→ **INPUT MATERIAL**
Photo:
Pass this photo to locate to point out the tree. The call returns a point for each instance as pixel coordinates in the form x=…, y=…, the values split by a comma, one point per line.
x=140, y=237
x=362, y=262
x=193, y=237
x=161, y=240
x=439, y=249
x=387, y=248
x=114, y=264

→ **THE PROBLEM**
Write out every line of the material again, exactly as it reads.

→ **RESPONSE**
Photo:
Pass this photo to locate to point out the tree. The call returns a point for each instance as pixel coordinates in the form x=…, y=…, the values split by a comma, one point per line.
x=140, y=237
x=362, y=262
x=193, y=237
x=161, y=240
x=439, y=249
x=387, y=248
x=114, y=264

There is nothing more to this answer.